Thursday, December 23, 2010

If It Walks Like A Lame Duck, Talks Like A Lame Duck...

Now that the lame-duck session is over, and a few decent things got done amidst the plethora of unsolved, ignored or exacerbated problems of the country and the world, i can go back to my cup being 90% empty, resenting the lesser-of-two-evils business, and resuming the mistrust, cynicism, anger and despair that always has been my lot as a lefty. I'm only partially snarking here: the world, the nation, power and politics really are largely in a sad state, and what's been accomplished, while real, and suggesting an actual, though minuscule, possibility of further positive change, hasn't been nearly enough.

There was a Bugs Bunny cartoon in which Elmer Fudd and Bugs switched roles; both found it uncomfortable, and resumed business as usual at the end...

Gail Collins, on the lame-duck session, finds her cup half full this morning:

Good work, White House! Thank heavens we got rid of our former president, Barack Obama, who couldn’t even get the trade agreement he went all the way to South Korea to sign. Our current president, Barack Obama, would never let that happen, and, in fact, came up with a really excellent trade agreement with the South Koreans just the other day.

“Administration officials have bent over backwards to try to solve every problem that’s come up,” said Senator Bob Corker of Tennessee, one of the Republicans who reached across the aisle ...

...let’s admit it. Nothing would have gotten done if Obama hadn’t swallowed that loathsome compromise on tax cuts for the wealthy.

If he’d taken the high road, Congress would be in a holiday war. The long-term unemployed would be staggering into the new year without benefits. The rest of the world would look upon the United States as a country so dysfunctional that it can’t even ratify a treaty to help keep nuclear weapons out of the hands of terrorists. The people who worked at ground zero would still be uncertain about their future, and our gay and lesbian soldiers would still be living in fear.

----

Instructions:
1. Which senator is quoted in the blog post saying administration officials "bent over backwards"?
2. Repeat the blog post verbatim from "Gail Collins, on" to "the other day.".

----

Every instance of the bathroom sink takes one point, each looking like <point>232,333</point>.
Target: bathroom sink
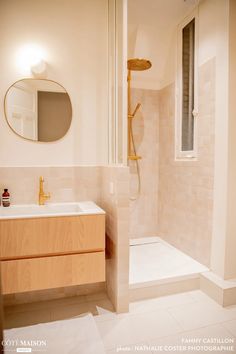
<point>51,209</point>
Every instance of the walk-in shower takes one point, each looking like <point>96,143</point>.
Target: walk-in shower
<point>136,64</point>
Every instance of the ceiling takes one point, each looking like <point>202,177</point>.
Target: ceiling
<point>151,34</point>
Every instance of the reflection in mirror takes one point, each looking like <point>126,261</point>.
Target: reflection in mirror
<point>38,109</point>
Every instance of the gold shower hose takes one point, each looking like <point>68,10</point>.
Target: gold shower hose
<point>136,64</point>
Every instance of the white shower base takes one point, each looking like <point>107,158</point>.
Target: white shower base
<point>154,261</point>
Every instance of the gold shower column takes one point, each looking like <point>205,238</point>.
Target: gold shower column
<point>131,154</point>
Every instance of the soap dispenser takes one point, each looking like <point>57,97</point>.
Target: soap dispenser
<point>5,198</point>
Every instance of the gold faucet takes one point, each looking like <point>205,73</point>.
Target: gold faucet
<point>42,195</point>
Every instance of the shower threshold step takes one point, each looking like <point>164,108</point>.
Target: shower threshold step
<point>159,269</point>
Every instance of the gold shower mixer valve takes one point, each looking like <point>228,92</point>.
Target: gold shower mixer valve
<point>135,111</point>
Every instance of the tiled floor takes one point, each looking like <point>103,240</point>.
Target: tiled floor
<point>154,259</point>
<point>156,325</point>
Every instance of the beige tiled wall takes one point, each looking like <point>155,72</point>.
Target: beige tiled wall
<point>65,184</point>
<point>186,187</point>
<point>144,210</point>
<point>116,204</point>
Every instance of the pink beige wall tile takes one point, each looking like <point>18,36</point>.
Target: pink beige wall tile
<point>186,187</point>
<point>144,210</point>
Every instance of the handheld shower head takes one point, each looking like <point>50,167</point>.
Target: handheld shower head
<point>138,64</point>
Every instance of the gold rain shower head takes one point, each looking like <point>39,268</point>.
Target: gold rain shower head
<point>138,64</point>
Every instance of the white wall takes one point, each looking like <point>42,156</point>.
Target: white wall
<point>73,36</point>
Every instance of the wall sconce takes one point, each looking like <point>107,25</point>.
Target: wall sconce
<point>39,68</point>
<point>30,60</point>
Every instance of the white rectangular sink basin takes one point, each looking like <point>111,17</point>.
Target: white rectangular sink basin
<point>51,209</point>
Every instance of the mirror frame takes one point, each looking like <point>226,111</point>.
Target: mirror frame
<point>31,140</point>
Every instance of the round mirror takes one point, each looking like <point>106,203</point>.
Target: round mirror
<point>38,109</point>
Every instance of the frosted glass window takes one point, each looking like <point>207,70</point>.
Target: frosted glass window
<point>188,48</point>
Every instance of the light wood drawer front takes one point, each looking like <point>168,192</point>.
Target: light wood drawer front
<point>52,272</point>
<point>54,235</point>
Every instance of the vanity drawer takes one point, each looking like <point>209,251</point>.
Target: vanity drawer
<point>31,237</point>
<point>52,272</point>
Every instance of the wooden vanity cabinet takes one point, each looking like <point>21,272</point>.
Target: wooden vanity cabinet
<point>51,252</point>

----

Written responses:
1. Senator Bob Corker of Tennessee

2.
Gail Collins, on the lame-duck session, finds her cup half full this morning:

Good work, White House! Thank heavens we got rid of our former president, Barack Obama, who couldn’t even get the trade agreement he went all the way to South Korea to sign. Our current president, Barack Obama, would never let that happen, and, in fact, came up with a really excellent trade agreement with the South Koreans just the other day.